▶ **Problem**
Where "hull" appears in a line of the entries below, that line should be copied.

▶ **Materials provided**
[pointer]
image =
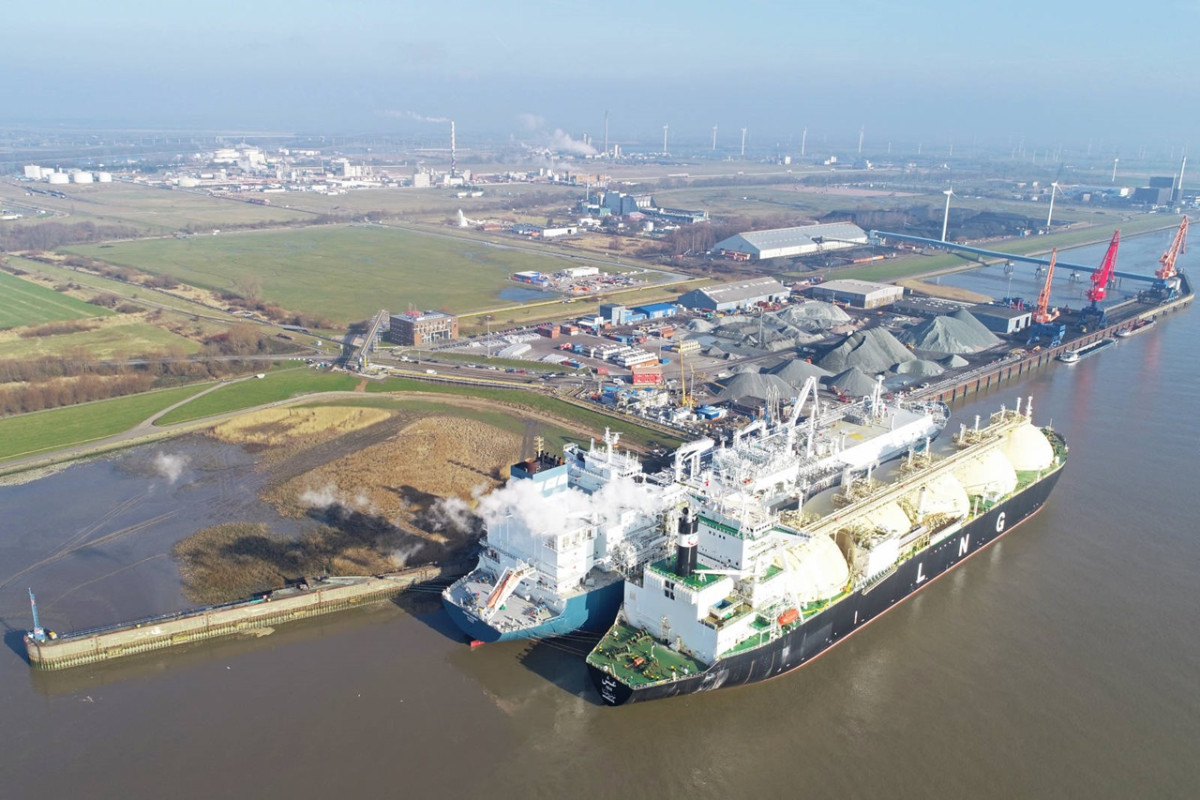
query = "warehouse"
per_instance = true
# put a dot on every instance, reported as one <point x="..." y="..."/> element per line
<point x="1002" y="319"/>
<point x="730" y="296"/>
<point x="859" y="294"/>
<point x="658" y="310"/>
<point x="783" y="242"/>
<point x="418" y="328"/>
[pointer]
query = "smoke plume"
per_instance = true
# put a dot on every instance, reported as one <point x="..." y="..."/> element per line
<point x="169" y="465"/>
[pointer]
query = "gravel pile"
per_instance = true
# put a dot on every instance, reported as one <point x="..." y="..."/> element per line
<point x="871" y="350"/>
<point x="919" y="368"/>
<point x="958" y="332"/>
<point x="853" y="382"/>
<point x="798" y="371"/>
<point x="813" y="316"/>
<point x="759" y="385"/>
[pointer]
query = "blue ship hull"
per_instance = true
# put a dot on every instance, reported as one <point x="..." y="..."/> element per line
<point x="592" y="612"/>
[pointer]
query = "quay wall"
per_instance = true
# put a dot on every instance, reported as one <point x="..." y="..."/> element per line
<point x="132" y="638"/>
<point x="994" y="374"/>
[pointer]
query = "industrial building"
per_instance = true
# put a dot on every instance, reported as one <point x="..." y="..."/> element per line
<point x="577" y="272"/>
<point x="859" y="294"/>
<point x="1002" y="319"/>
<point x="730" y="296"/>
<point x="535" y="278"/>
<point x="658" y="310"/>
<point x="783" y="242"/>
<point x="418" y="328"/>
<point x="927" y="307"/>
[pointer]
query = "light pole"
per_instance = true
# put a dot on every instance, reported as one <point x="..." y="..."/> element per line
<point x="946" y="220"/>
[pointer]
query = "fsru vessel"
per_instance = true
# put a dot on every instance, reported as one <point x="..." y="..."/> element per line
<point x="749" y="595"/>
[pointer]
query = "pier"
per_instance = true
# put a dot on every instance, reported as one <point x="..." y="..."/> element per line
<point x="267" y="609"/>
<point x="994" y="374"/>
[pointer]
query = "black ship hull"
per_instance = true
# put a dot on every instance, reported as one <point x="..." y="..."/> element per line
<point x="833" y="625"/>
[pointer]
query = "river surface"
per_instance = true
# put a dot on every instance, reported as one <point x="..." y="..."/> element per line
<point x="1061" y="662"/>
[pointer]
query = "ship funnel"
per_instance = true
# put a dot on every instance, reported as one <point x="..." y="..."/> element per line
<point x="687" y="543"/>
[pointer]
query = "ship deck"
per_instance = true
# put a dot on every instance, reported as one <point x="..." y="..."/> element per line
<point x="637" y="660"/>
<point x="516" y="614"/>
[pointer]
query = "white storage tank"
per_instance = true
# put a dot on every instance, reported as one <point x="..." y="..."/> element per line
<point x="1029" y="449"/>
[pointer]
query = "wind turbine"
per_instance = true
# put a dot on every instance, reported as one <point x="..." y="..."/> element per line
<point x="946" y="220"/>
<point x="1054" y="187"/>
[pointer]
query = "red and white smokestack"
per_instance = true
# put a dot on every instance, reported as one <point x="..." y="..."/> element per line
<point x="687" y="545"/>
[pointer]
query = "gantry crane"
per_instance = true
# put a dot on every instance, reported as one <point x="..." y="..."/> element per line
<point x="1099" y="290"/>
<point x="1044" y="326"/>
<point x="1167" y="282"/>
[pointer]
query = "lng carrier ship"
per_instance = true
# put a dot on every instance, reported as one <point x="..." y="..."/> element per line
<point x="751" y="594"/>
<point x="565" y="533"/>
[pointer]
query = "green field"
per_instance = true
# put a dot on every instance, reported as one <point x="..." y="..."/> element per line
<point x="23" y="302"/>
<point x="504" y="419"/>
<point x="246" y="394"/>
<point x="149" y="209"/>
<point x="114" y="340"/>
<point x="553" y="405"/>
<point x="345" y="272"/>
<point x="29" y="434"/>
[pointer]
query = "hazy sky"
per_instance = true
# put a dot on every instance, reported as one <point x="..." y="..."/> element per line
<point x="1120" y="74"/>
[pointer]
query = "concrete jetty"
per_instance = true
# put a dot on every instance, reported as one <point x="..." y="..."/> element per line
<point x="994" y="374"/>
<point x="265" y="609"/>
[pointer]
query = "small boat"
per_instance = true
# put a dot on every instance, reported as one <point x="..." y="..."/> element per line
<point x="1137" y="328"/>
<point x="1079" y="354"/>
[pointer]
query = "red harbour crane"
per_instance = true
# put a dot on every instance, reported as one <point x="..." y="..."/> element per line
<point x="1101" y="281"/>
<point x="1042" y="313"/>
<point x="1043" y="318"/>
<point x="1167" y="282"/>
<point x="1179" y="245"/>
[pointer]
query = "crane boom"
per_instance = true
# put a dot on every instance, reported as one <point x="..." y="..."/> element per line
<point x="1179" y="245"/>
<point x="1042" y="314"/>
<point x="1103" y="276"/>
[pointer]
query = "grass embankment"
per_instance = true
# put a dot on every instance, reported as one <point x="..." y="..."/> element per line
<point x="94" y="284"/>
<point x="113" y="338"/>
<point x="237" y="559"/>
<point x="247" y="394"/>
<point x="343" y="272"/>
<point x="149" y="209"/>
<point x="538" y="402"/>
<point x="28" y="304"/>
<point x="29" y="434"/>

▶ **Output for this exercise**
query = "blue ship hull"
query = "black ship hull"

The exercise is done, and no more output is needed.